• [TEXTE FOURNI]:
148. La décision de la Cour suprême de rejeter la demande de réouverture de la procédure a suscité un vaste débat au sein du public qui se souvenait de l'attention accordée à cette affaire, notamment par les médias vers la fin des années 70. La législation applicable en matière de procédure pénale en vigueur à l'époque laissait nettement à désirer à divers égards, et en particulier en ce qui concerne les droits des personnes accusées d'infractions pénales. Au cours des 20 années écoulées, des changements radicaux et des amendements importants ont été apportés à cette législation, avec l'adoption du nouveau code de procédure pénale, qui améliore considérablement le statut juridique des personnes accusées d'infractions pénales. En outre, des dispositions détaillées ont été élaborées concernant les interrogatoires de police et le traitement des personnes placées en détention provisoire. Ces dispositions ont été évoquées ci-dessus, en particulier à propos de l'article 11 de la Convention.



Article 16


149. Les mesures prises contre la torture au sens de l'article premier de la Convention et les mesures destinées à protéger les personnes contre les peines ou traitements cruels, inhumains ou dégradants ont été décrites simultanément à propos des articles 10 à 13 de la Convention. Il n'est donc pas nécessaire d'y revenir.

• [CONSIGNE 1]: Recopiez, dans le texte fourni sur la procédure pénale, tout ce qui va de « 149. Les mesures » jusqu'à « nécessaire d'y revenir. ».
• [CONSIGNE 2]: Prolongez le texte fourni sur les mesures contre la torture en reprenant après sa dernière phrase.

• [LISTE DES LIGNES]:
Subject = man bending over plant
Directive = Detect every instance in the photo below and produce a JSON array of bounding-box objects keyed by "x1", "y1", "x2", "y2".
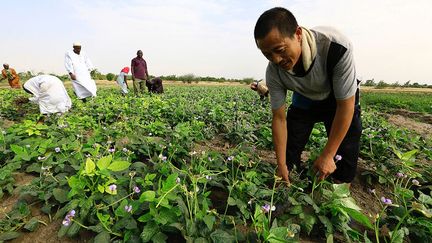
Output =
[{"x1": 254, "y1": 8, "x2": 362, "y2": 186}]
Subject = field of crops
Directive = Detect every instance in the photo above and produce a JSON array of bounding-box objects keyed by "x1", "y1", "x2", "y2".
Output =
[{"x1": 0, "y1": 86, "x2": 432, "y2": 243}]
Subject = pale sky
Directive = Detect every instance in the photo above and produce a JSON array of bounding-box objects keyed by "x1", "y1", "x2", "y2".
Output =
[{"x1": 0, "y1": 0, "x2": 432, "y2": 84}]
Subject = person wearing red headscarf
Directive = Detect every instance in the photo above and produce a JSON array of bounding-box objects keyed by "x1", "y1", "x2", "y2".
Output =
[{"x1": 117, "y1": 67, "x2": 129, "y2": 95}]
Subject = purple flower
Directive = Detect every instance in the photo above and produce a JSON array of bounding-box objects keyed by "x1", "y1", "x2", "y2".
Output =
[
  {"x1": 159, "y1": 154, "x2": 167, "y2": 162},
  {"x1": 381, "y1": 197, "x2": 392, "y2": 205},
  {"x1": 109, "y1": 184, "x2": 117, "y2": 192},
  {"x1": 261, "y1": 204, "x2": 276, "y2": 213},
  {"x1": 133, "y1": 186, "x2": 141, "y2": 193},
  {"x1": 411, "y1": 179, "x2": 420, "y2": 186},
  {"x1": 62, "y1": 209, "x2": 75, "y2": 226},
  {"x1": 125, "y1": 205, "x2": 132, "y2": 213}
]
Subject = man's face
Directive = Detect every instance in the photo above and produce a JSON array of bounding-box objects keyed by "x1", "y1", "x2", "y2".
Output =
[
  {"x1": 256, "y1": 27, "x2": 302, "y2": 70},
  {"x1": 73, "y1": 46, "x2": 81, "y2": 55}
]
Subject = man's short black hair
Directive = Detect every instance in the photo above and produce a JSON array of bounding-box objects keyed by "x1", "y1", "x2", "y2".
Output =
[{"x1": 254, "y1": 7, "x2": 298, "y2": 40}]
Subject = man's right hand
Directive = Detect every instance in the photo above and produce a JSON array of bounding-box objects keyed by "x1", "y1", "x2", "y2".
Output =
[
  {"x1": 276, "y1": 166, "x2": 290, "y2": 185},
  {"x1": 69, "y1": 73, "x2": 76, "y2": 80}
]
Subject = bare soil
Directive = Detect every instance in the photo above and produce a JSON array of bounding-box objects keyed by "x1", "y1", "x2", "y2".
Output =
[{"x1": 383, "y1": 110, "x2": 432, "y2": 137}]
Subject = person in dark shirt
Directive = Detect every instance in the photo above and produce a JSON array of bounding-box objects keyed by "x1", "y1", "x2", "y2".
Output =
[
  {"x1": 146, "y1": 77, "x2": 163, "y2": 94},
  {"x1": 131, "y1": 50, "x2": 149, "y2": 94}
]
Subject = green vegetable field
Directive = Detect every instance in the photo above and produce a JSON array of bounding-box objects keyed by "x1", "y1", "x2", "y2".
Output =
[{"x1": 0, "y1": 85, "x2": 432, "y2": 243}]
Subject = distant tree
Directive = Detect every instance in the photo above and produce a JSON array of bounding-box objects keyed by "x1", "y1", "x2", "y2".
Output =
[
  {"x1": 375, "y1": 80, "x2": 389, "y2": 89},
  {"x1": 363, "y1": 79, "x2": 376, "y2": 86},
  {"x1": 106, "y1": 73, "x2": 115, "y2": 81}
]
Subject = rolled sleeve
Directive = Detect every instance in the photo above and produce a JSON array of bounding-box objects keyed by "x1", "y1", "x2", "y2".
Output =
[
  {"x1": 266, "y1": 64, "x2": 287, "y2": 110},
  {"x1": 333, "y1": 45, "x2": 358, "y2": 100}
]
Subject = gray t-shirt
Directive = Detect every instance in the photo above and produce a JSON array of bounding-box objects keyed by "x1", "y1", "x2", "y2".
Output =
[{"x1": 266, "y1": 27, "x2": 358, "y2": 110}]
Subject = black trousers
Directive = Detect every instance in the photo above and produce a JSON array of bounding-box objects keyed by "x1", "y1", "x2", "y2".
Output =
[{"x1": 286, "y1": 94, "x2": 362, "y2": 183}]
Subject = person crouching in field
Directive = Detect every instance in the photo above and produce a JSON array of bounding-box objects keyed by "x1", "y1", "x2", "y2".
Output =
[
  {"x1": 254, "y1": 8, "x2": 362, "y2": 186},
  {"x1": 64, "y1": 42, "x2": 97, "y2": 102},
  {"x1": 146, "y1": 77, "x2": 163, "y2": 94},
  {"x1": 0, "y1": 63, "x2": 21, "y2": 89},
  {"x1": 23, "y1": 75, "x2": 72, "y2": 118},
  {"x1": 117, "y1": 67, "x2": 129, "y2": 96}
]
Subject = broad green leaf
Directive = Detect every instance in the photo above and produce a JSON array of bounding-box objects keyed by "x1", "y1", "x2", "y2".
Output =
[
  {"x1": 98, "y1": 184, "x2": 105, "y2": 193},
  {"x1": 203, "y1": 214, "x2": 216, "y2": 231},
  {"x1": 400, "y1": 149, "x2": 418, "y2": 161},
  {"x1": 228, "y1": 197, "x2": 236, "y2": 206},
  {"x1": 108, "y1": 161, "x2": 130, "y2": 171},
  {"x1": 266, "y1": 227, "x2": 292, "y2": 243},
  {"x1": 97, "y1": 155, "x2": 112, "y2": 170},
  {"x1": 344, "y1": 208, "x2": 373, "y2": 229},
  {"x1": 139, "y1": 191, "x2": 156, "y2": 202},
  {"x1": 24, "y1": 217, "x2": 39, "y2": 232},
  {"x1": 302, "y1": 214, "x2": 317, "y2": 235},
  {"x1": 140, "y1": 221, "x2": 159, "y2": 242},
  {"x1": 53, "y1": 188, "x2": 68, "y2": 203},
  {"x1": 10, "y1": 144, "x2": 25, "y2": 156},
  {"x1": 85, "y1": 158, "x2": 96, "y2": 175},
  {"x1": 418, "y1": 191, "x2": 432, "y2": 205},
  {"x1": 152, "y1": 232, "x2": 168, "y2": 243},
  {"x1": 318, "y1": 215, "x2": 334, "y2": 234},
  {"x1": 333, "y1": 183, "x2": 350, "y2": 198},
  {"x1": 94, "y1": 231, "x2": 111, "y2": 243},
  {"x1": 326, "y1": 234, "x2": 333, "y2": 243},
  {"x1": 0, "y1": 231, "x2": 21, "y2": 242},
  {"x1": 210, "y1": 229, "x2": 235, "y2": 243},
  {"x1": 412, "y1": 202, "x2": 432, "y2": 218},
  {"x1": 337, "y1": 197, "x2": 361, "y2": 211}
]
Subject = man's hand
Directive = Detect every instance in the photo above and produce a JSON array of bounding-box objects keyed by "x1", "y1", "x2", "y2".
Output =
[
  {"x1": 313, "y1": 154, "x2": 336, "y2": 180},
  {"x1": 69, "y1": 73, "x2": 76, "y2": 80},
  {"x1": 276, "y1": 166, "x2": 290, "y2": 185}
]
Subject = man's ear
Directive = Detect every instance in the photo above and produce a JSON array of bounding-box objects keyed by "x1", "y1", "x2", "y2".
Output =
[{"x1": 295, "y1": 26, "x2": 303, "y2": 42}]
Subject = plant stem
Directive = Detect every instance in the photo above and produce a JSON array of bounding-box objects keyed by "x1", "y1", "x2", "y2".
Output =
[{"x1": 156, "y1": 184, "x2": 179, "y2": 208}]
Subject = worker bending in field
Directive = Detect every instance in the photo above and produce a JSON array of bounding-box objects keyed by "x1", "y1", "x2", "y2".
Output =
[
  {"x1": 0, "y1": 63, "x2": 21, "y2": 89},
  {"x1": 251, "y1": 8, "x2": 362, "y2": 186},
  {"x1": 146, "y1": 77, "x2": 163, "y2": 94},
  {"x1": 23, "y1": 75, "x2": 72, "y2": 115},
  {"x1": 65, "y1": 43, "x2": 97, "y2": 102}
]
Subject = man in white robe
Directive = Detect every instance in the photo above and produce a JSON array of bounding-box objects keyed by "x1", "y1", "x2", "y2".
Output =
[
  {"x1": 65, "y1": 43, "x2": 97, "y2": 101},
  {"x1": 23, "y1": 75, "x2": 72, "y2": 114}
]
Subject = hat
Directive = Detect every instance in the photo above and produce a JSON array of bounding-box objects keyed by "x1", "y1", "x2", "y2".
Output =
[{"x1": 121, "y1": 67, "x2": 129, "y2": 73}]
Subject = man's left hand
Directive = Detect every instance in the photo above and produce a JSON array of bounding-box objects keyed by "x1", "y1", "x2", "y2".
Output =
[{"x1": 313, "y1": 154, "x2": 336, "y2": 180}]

• [RÉPONSE FINALE 1]:
149. Les mesures prises contre la torture au sens de l'article premier de la Convention et les mesures destinées à protéger les personnes contre les peines ou traitements cruels, inhumains ou dégradants ont été décrites simultanément à propos des articles 10 à 13 de la Convention. Il n'est donc pas nécessaire d'y revenir.

• [RÉPONSE FINALE 2]:
150. Les lois et règlements traitant de la protection contre les abus de pouvoir ne sont pas limités à la torture au sens de l'article premier. La responsabilité pénale d'un fonctionnaire ou d'une autre personne agissant à titre officiel, en particulier en vertu des articles 131, 132 et 134 du Code pénal, s'étend par conséquent à tout acte commis par ces personnes qui est assimilable à une peine ou un traitement cruel, inhumain ou dégradant, ainsi qu'il ressort de la formulation de ces dispositions. En effet, il y est question de "méthodes illicites" employées pour obtenir des déclarations destinées à servir d'éléments de preuve (art. 131), de "procédures régulières" qui ne sont pas respectées dans l'examen d'une affaire (art. 132), et d'"abus de pouvoir" commis par un agent de la fonction publique pour contraindre une personne à commettre un acte (art. 134). Ainsi, la législation pénale islandaise garantit à toute personne le droit de se plaindre d'avoir été soumise à des peines ou traitements cruels, inhumains ou dégradants devant l'organe d'enquête compétent, comme dans le cas de la torture.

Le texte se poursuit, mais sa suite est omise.